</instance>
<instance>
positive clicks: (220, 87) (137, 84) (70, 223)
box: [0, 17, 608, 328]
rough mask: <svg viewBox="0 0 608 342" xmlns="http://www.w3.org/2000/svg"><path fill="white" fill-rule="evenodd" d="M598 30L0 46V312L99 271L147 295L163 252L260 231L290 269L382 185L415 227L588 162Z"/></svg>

§

Work instruction: Retype every line of the data, keeping each one exactly as it is.

Solution to the problem:
</instance>
<instance>
positive clicks: (220, 87) (137, 84) (70, 223)
box: [0, 17, 608, 328]
rough mask: <svg viewBox="0 0 608 342" xmlns="http://www.w3.org/2000/svg"><path fill="white" fill-rule="evenodd" d="M598 30L0 46V312L99 271L147 295L163 252L260 231L290 269L382 185L415 227L588 162Z"/></svg>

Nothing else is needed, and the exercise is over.